# TASK TO CARRY OUT
Rescale the listing from the line with "Find every bread crust" up to and including the line with "48, 276, 59]]". Write those lines out again with the requests included, multiplying every bounding-box coordinate in the answers by 1.1 and rounding to whole numbers with halves going up, while leaving the requests and their sample coordinates unchanged.

*** DATA RECORDS ***

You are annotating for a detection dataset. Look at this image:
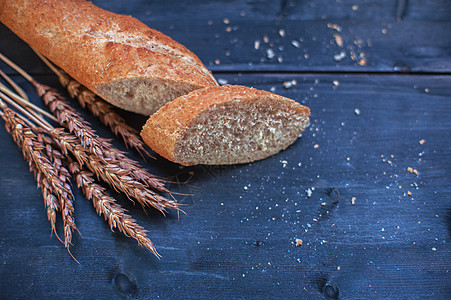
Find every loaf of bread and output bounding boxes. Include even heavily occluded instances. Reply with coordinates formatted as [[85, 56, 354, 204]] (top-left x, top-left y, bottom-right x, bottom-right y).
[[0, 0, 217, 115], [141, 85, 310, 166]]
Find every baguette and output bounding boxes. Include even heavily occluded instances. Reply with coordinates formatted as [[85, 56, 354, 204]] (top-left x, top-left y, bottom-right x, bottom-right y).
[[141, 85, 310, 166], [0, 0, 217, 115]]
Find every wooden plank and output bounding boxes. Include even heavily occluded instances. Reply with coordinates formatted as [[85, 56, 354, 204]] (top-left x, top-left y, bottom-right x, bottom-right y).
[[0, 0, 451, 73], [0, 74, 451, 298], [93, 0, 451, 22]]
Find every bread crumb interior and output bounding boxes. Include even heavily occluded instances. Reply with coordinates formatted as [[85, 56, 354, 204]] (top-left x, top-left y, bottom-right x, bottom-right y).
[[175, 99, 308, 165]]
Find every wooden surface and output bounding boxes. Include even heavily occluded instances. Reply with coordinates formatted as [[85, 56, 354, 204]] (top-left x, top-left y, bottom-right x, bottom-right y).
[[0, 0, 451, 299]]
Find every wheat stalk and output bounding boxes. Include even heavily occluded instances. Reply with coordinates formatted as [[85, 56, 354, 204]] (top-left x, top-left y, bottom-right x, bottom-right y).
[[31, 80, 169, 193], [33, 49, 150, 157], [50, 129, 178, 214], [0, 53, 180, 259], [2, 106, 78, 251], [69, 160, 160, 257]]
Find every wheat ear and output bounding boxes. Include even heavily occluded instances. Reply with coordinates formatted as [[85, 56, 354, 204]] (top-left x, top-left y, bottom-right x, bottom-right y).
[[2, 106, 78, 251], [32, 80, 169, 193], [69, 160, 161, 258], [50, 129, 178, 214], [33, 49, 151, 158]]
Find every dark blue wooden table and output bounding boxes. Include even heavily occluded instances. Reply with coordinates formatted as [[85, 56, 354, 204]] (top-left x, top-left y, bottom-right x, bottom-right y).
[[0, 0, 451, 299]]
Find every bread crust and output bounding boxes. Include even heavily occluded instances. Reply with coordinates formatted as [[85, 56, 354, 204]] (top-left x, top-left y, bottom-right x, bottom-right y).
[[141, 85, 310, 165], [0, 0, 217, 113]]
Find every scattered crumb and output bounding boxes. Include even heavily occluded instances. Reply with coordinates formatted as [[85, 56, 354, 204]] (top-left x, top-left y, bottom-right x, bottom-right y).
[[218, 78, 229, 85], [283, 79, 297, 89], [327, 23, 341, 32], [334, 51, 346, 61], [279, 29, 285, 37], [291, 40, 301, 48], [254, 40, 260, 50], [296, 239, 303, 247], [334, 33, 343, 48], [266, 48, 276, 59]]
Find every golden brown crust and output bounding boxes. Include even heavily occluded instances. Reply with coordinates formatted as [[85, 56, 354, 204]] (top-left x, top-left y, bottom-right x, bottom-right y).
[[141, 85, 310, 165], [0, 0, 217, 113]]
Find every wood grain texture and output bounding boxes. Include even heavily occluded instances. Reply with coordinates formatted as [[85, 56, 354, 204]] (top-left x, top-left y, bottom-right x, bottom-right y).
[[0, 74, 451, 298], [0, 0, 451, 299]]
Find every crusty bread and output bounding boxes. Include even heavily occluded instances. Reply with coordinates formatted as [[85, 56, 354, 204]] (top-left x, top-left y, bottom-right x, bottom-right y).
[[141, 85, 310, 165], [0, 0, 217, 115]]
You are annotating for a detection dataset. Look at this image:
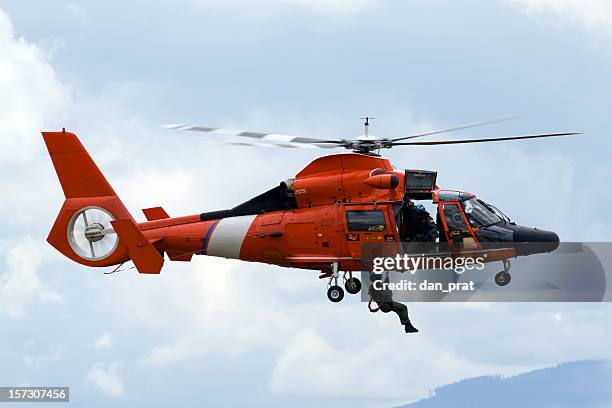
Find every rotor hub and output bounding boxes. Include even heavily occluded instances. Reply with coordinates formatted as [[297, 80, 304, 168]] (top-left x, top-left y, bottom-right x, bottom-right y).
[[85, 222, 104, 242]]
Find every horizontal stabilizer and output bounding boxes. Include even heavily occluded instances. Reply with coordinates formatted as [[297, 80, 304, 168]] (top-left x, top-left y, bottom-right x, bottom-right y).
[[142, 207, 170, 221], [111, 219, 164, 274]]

***

# ANSWER TO THIS PROBLEM
Find every bread crust and output bounding boxes. Include even heavily occluded instances. Reply with coordinates formatted as [[85, 56, 354, 204]] (top-left x, top-left y, bottom-right x, bottom-right y).
[[155, 94, 341, 182], [0, 0, 239, 124]]
Find every scattered crumb and output bounding boxes. Include even heavily occluded instances. Reply with coordinates formatted as [[85, 56, 354, 204]] (top-left x, top-left y, bottom-right x, bottom-right y).
[[240, 86, 252, 94], [311, 87, 327, 98], [360, 25, 375, 35], [367, 56, 381, 67], [307, 32, 314, 41], [320, 44, 331, 53], [279, 44, 286, 55], [326, 263, 333, 272], [367, 36, 377, 53], [293, 53, 304, 65]]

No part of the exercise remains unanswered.